*** Opening of SUPPLIED DATA ***

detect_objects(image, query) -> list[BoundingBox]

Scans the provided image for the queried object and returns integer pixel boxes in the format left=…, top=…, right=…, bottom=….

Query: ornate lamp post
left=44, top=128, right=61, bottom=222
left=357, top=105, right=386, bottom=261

*** Close of SUPPLIED DATA ***

## WORK TO BE COMPLETED
Across the records, count the lines holding the string "image". Give the number and stop.

## SOLUTION TO THIS TASK
2